**Supplied passage:**
Tuesday, May 24, 2011

Daily Bleed Radical Literary History for May 24th


Text excerpts:

MAY 24

French individualist anarchist, military deserter, writer, traveler.

If all women are disarmed, only ....


1856 -- US: Abolitionist John Brown, whose "truth goes marching on,"
leads six men in the killing of five pro-slavery Kansans at Dutch
Henry's Crossing on the Pottowatomie River, Kansas.

1861 -- Leo Tolstoy, visits Turgenev, is shown proofs of Fathers
& Sons. Tolstoy, after skimming a few pages, falls asleep as
Turgenev looks on.

1864 -- Zo D'Axa lives. French lampoonist, publisher, writer &
anarchist propagandist. Published "La Feuille," & ran an ass in
the elections, which caused street brawls.

1874 -- Spain: Bull Algarrobo flees the bull ring in Cordova
with a woman on one horn & a policeman on the other.

1879 -- American abolitionist William Lloyd Garrison dies.

1899 -- Henri Michaux lives (1899-1984). Belgian-born French
painter, journalist, & lyric poet, who revealed the inner world
by dreams, fantasies & drugs. His poems show his interest in
Surrealism & emphasize the impossibility to make sense of life.

1917 -- Canada: Mass demonstration against impending
draft calls, Montreal, Quebec.

1921 -- Beginning of the trial of Sacco & Vanzetti, anarchist
labor organizers, in Massachusetts. Their execution was the
culmination of a five-year government campaign to crush
political dissidents (particularly socialist & anarchist workers)
in the Land of the Free..

Here's to you, Nicola & Bart
Rest forever here in our hearts
The last & final moment is yours
That agony is your triumph

"Here's To You"
(Lyrics by Joan Baez, Music by Ennio Morricone)

1933 -- Jimmie Rodgers, knowing he only has a few days left
to live, records 12 of the 24 songs for his last album.

"Tea for Texass, Tea for Thelma, Tea
for Ice-Tea, gonna be the death of me..."

1940 -- Poet Joseph Brodsky lives, Leningrad. Early poems earned
him a reputation as a free thinking writer & he was convicted as
a 'social parasite' & sentenced to five years hard labor —
commuted in 1965 after protests.

1941 -- Singer/songwriter, antiwar folkie, Robert Zimmerman lives.

1943 -- Bulgaria: March against anti-Semitism leads to stop
in Jewish deportations.

1944 -- US: Shoichi James Okamoto is shot to death at Tule Lake
concentration camp by a guard after stopping a construction truck
at the main gate for permission to pass.

Private Bernard Goe, the guard, is acquitted after
being fined a dollar for "unauthorized use of government
property" — a bullet.

1945 -- Japan: The US makes a massive terror bombing on
Tokyo. This criminal act of terrorism against civilians is not
considered a war crime in the US.

1949 -- US: Labor honcho Victor Reuther is shot & nearly killed
at his Detroit home by a cop.

**Provided material:**
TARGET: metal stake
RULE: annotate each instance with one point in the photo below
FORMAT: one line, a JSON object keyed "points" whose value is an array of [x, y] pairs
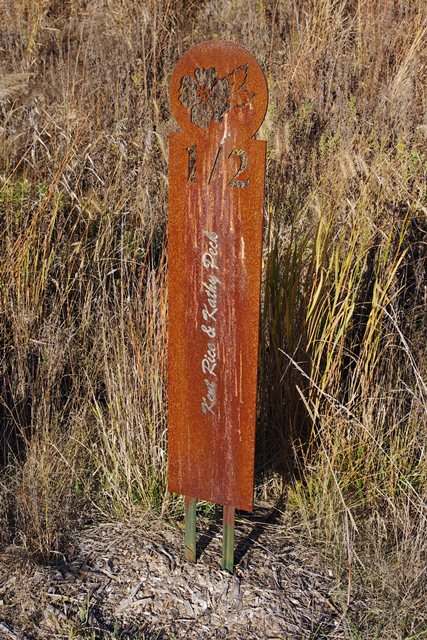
{"points": [[228, 540], [190, 529]]}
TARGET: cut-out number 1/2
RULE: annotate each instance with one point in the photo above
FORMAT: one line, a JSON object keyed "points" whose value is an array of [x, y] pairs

**Written task 1:** In the Daily Bleed entry for May 24, what did Tolstoy do as Turgenev looked on?
**Written task 2:** Express the listing as a JSON list of strings, one string per line and no blank lines, from the line with "TARGET: cut-out number 1/2" up to and including the last line of the listing.

**Exercise answer 1:** After skimming a few pages of the proofs of Fathers & Sons, he fell asleep.

**Exercise answer 2:**
[
  "TARGET: cut-out number 1/2",
  "RULE: annotate each instance with one point in the photo above",
  "FORMAT: one line, a JSON object keyed \"points\" whose value is an array of [x, y] pairs"
]